(Dataset excerpts on object pointing)
— START —

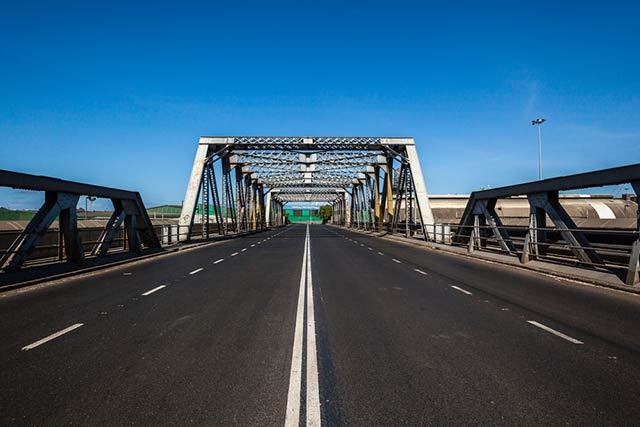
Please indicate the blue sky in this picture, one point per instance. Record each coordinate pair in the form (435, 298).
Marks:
(117, 94)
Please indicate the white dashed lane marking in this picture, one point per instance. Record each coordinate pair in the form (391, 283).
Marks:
(461, 290)
(51, 337)
(554, 332)
(154, 290)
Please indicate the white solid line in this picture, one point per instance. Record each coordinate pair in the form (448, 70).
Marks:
(554, 332)
(295, 377)
(461, 290)
(313, 389)
(154, 290)
(52, 336)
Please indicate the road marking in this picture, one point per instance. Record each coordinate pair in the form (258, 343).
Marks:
(313, 389)
(154, 290)
(554, 332)
(295, 379)
(461, 290)
(52, 336)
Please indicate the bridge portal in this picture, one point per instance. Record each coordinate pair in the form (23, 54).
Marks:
(242, 183)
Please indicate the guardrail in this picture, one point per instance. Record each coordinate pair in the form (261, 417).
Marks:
(49, 249)
(61, 200)
(481, 227)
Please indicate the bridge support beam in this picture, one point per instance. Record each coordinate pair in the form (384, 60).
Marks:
(633, 272)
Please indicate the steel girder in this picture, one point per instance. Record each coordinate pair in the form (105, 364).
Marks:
(343, 171)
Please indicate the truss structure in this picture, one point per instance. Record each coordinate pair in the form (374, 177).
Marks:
(242, 183)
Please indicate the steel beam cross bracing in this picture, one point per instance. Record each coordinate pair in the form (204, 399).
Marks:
(349, 173)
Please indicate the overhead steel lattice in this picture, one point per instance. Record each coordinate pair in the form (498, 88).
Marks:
(243, 182)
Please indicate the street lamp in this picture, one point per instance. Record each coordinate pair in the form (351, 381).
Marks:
(533, 123)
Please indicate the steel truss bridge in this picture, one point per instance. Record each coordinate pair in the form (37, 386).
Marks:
(242, 183)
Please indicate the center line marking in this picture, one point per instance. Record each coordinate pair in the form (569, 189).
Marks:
(554, 332)
(312, 405)
(52, 336)
(154, 290)
(461, 290)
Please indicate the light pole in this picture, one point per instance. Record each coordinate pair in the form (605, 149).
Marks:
(533, 123)
(86, 199)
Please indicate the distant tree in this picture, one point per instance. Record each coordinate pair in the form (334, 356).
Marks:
(325, 212)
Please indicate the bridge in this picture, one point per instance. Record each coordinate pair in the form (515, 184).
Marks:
(384, 315)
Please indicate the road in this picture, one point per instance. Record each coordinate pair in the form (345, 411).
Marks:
(318, 325)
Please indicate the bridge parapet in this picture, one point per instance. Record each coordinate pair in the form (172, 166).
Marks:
(481, 221)
(61, 200)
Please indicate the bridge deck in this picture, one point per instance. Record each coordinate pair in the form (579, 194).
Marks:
(403, 336)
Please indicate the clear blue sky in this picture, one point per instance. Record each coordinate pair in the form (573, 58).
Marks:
(117, 93)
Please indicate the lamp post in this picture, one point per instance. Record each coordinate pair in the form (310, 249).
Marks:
(86, 199)
(533, 123)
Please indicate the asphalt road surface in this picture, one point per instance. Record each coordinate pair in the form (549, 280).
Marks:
(318, 325)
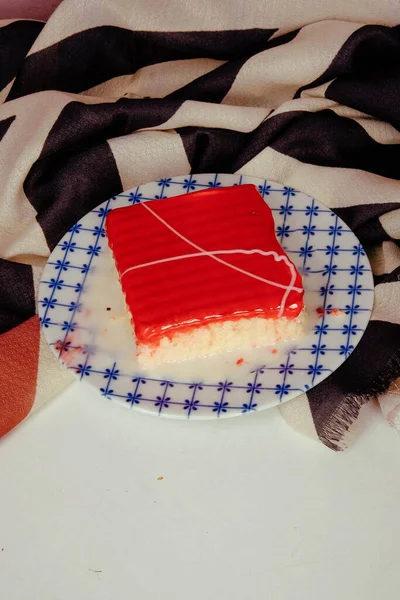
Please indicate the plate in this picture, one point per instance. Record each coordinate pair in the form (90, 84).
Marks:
(83, 316)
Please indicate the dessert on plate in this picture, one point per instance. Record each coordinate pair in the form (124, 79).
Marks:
(203, 273)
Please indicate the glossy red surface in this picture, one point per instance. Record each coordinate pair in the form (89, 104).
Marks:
(181, 293)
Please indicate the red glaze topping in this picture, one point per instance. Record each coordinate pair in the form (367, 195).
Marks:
(184, 287)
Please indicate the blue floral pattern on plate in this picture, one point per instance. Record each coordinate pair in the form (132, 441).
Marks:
(336, 275)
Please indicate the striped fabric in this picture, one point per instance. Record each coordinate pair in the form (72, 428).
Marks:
(109, 95)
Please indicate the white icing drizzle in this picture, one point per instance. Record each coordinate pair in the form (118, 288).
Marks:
(213, 254)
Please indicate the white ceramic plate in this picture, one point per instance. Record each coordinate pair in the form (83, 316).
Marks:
(82, 312)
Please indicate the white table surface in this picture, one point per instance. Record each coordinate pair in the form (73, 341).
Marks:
(247, 508)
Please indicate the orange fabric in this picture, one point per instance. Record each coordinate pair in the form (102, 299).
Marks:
(19, 351)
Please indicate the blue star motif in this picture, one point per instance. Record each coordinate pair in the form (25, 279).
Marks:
(357, 269)
(225, 386)
(314, 370)
(309, 229)
(103, 212)
(287, 191)
(220, 407)
(93, 250)
(189, 184)
(191, 405)
(106, 392)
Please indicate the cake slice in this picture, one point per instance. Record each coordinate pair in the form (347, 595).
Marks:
(203, 273)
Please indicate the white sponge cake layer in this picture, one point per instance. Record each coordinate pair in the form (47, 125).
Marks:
(217, 338)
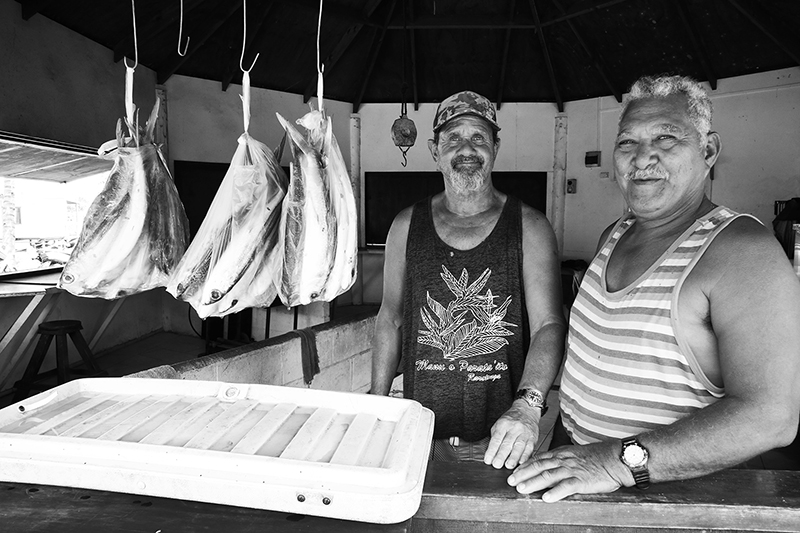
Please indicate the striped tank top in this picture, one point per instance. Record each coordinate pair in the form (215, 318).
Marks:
(628, 369)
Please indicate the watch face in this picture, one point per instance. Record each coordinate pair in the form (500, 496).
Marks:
(634, 455)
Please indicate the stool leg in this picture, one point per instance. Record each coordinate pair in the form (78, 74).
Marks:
(32, 370)
(86, 353)
(62, 358)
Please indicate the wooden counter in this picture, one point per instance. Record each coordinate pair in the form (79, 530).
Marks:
(466, 497)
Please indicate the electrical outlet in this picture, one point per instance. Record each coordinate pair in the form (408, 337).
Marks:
(572, 186)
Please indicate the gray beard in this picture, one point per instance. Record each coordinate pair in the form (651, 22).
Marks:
(465, 181)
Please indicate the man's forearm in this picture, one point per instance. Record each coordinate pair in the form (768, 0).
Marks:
(385, 356)
(544, 358)
(719, 436)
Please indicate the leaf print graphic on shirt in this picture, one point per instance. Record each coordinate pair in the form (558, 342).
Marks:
(471, 324)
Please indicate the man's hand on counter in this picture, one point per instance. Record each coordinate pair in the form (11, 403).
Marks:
(514, 436)
(567, 470)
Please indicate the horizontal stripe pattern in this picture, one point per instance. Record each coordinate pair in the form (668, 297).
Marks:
(625, 372)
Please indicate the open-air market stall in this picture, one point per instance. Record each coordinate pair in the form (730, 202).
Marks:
(65, 64)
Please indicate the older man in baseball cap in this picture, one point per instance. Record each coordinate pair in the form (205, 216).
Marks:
(471, 300)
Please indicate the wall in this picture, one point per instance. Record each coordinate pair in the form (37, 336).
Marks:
(343, 349)
(59, 85)
(56, 84)
(758, 117)
(204, 121)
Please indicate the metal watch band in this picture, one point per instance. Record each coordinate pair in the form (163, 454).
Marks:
(533, 398)
(641, 475)
(642, 479)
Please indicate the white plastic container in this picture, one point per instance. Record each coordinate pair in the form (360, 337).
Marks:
(332, 454)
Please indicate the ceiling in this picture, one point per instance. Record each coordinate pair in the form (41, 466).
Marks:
(509, 50)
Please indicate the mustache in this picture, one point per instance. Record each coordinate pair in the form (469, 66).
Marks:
(646, 173)
(466, 159)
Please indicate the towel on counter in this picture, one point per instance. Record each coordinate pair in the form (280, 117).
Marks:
(308, 354)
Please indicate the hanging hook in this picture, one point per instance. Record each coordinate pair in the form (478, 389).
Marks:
(135, 42)
(320, 66)
(244, 41)
(180, 36)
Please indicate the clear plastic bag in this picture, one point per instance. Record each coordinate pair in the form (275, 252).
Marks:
(230, 263)
(318, 231)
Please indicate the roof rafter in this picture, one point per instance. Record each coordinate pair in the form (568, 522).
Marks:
(547, 60)
(694, 36)
(768, 28)
(152, 27)
(504, 57)
(341, 47)
(489, 23)
(597, 60)
(200, 37)
(375, 50)
(32, 7)
(254, 42)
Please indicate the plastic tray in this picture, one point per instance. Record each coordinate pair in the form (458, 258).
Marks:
(323, 453)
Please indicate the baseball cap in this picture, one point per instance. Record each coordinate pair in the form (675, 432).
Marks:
(465, 103)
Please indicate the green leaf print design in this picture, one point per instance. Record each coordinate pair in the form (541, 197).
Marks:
(471, 324)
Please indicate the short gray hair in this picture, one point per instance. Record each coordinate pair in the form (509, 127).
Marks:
(663, 86)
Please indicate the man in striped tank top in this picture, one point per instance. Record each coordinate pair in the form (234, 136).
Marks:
(684, 340)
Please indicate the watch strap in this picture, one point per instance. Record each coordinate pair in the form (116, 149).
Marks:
(532, 397)
(641, 475)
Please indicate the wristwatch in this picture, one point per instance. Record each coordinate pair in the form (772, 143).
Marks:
(635, 457)
(533, 397)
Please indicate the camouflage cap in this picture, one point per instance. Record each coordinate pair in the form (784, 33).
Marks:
(465, 103)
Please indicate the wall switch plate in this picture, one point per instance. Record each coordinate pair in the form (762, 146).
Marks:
(572, 186)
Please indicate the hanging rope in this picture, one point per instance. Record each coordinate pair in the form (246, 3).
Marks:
(245, 72)
(320, 66)
(180, 36)
(130, 109)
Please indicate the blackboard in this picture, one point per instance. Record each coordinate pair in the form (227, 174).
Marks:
(388, 193)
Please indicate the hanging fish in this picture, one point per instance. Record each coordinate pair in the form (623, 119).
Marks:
(318, 225)
(229, 265)
(136, 229)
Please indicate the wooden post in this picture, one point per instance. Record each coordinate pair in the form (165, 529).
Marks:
(357, 291)
(556, 207)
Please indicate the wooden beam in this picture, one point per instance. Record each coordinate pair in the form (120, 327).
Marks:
(376, 48)
(341, 47)
(504, 57)
(336, 10)
(697, 45)
(199, 38)
(596, 60)
(32, 7)
(777, 36)
(489, 23)
(255, 40)
(413, 46)
(547, 60)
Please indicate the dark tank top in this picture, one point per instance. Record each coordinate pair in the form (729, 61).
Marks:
(465, 329)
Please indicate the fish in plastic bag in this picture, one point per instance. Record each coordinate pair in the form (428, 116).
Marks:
(136, 229)
(230, 263)
(318, 231)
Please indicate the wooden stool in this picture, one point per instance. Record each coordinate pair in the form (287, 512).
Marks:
(58, 329)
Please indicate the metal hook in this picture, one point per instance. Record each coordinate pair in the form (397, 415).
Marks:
(180, 36)
(135, 41)
(244, 41)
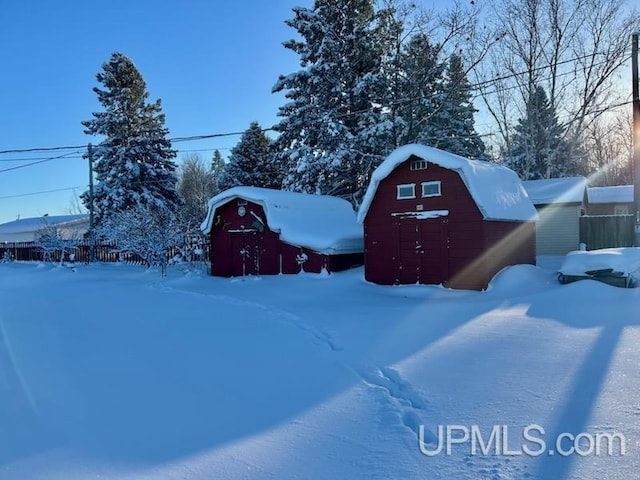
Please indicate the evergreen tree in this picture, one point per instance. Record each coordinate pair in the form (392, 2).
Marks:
(250, 162)
(420, 83)
(538, 148)
(331, 129)
(217, 167)
(196, 186)
(454, 122)
(134, 163)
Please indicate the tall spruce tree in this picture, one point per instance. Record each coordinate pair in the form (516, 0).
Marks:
(538, 148)
(420, 84)
(134, 163)
(454, 124)
(250, 162)
(332, 125)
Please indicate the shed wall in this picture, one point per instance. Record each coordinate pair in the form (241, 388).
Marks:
(558, 229)
(459, 250)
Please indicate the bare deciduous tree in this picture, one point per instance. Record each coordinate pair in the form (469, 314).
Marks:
(571, 48)
(196, 185)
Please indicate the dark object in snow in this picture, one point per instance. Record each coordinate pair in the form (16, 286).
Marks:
(604, 275)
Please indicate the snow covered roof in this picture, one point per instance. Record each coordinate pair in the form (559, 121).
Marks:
(322, 223)
(617, 194)
(556, 190)
(497, 190)
(25, 229)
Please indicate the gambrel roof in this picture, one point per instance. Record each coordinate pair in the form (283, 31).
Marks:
(496, 190)
(320, 222)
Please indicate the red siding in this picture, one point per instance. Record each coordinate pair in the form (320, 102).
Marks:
(238, 247)
(460, 250)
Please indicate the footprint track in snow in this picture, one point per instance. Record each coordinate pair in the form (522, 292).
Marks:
(400, 399)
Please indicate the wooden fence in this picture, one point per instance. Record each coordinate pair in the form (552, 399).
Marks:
(33, 252)
(607, 231)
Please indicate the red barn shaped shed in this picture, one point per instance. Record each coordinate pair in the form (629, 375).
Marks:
(436, 218)
(259, 231)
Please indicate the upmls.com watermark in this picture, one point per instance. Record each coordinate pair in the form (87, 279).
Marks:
(499, 441)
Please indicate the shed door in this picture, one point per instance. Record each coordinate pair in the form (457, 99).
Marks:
(433, 251)
(244, 253)
(421, 251)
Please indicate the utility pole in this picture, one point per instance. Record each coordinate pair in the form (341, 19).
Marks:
(91, 222)
(636, 134)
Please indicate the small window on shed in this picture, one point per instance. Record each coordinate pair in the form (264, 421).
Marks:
(431, 189)
(418, 165)
(621, 210)
(407, 190)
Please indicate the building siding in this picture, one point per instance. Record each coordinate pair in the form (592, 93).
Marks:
(455, 250)
(243, 245)
(558, 229)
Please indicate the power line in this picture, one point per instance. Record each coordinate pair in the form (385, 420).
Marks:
(36, 163)
(472, 86)
(41, 192)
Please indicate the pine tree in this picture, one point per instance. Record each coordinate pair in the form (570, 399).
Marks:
(217, 167)
(196, 186)
(420, 104)
(539, 149)
(134, 163)
(250, 162)
(331, 128)
(454, 125)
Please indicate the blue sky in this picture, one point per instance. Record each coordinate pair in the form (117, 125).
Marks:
(213, 64)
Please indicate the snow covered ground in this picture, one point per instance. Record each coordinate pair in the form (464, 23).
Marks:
(114, 373)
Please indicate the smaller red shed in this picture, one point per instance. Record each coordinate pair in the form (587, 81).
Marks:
(263, 231)
(436, 218)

— END —

Make an exact copy of every line from the one with "Please indicate the building" to the end of the data, with the first and last of those lines included.

Please indicate the building siding in this picture, one point per instance. Record each coordinate pair in the form (592, 93).
Marks:
(455, 250)
(243, 245)
(558, 229)
Please indicate the power line in this picture, one point per instance. Record each coordinate pair in the form (385, 420).
Marks:
(36, 163)
(472, 86)
(41, 192)
Please indicate the pine tree in this picture, one point per instance. Record each coordinate pair in the form (570, 399).
Marks:
(217, 167)
(196, 186)
(420, 104)
(539, 149)
(134, 163)
(250, 162)
(331, 128)
(454, 125)
Please indicate the blue sky in this picture, one point per instance. Record each coordinate pair in the form (117, 125).
Marks:
(213, 64)
Please indicate the snow covered ground in this picture, one point per instance. Record each coordinate pair in the form (464, 23).
Marks:
(114, 373)
Please indicate the smaller red shed in this picture, one point per instance. Record each coordinate pair in the form (587, 81).
Marks:
(263, 231)
(436, 218)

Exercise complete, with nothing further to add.